*** Begin section ***

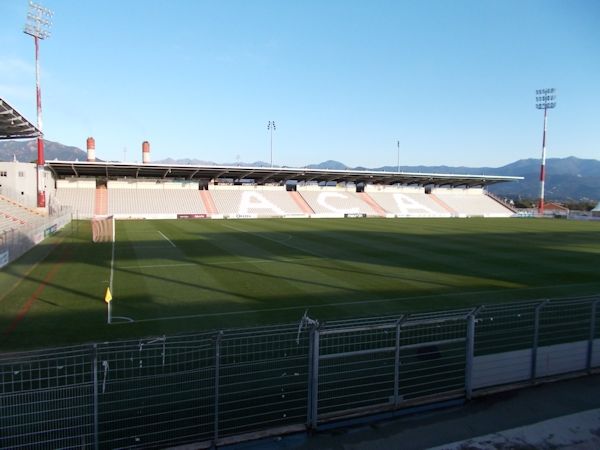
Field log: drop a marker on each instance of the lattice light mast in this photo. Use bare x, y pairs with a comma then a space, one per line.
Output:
271, 127
38, 26
544, 99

*** End section ***

- [Problem details]
A faithful copy is needed: reproduce all of the data above, leaving the pictures out.

- [Response area]
Field log: drop a marker on each instance of the lattice light mast in this photo. Use bare x, y pairs with a comma then a space, one per line.
Output:
271, 127
38, 26
544, 99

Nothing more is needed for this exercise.